---- Extracted data
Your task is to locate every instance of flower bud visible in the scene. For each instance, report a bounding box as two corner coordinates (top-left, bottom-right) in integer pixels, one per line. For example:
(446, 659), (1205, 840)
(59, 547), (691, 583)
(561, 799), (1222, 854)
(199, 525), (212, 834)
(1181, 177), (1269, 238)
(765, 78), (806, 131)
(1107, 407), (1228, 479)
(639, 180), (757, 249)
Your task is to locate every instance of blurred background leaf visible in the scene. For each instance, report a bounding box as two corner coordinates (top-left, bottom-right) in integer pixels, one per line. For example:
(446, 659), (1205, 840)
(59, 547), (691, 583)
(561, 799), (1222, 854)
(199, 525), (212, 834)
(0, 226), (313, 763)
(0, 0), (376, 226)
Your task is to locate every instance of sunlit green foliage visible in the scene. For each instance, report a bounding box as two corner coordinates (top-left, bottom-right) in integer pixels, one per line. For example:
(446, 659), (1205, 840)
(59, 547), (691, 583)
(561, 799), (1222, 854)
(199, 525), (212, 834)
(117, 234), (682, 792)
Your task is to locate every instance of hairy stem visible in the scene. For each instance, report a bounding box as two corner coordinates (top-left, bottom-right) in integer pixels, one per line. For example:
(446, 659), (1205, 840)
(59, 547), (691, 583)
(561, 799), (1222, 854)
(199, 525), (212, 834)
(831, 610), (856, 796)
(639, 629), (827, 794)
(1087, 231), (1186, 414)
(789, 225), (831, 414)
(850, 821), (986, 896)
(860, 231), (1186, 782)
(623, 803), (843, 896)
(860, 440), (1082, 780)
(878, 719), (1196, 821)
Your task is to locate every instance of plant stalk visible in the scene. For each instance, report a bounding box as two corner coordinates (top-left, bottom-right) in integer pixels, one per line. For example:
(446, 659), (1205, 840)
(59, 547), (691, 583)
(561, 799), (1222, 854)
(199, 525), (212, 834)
--------
## Task prompt
Print the listing above again word for word, from its start through the line containing "(878, 719), (1196, 821)", inclusive.

## Exercise result
Your task is to locate every instance of flower bud visible in the scene. For each instance, report a bounding box as two corner coordinates (top-left, bottom-right) in integer pixels, one per line. For example:
(446, 659), (1205, 840)
(59, 547), (691, 583)
(561, 799), (1222, 854)
(199, 525), (212, 834)
(1181, 177), (1269, 238)
(765, 78), (806, 131)
(1107, 407), (1228, 479)
(639, 180), (757, 249)
Your task is to locate every instance of blurred background leaf visible in the scene. For each instance, report a bounding box as two corner coordinates (top-left, bottom-right) in integer pixels, one per line. For example:
(446, 659), (1205, 840)
(59, 547), (691, 583)
(561, 799), (1222, 854)
(199, 525), (212, 834)
(0, 226), (313, 763)
(0, 0), (376, 226)
Your task is to locate every instance of sunlit green foliage visible in the scene. For each instance, report a bounding box as two corner coordinates (top-left, bottom-right) in integer pixels, one per line. For example:
(446, 659), (1205, 840)
(59, 547), (691, 583)
(561, 799), (1222, 854)
(199, 525), (212, 834)
(117, 234), (682, 792)
Your task is to locate every instance of hairy stem visible in the scene. For each instance, report a bounding box as two corner coordinates (top-left, bottom-right) in integer pixels, one per line. For example:
(446, 659), (1205, 840)
(59, 547), (691, 583)
(561, 799), (1222, 854)
(199, 525), (212, 834)
(831, 610), (856, 796)
(639, 629), (827, 794)
(1087, 231), (1186, 414)
(789, 225), (831, 414)
(850, 821), (986, 896)
(860, 231), (1186, 782)
(623, 803), (843, 896)
(860, 440), (1082, 780)
(878, 719), (1196, 821)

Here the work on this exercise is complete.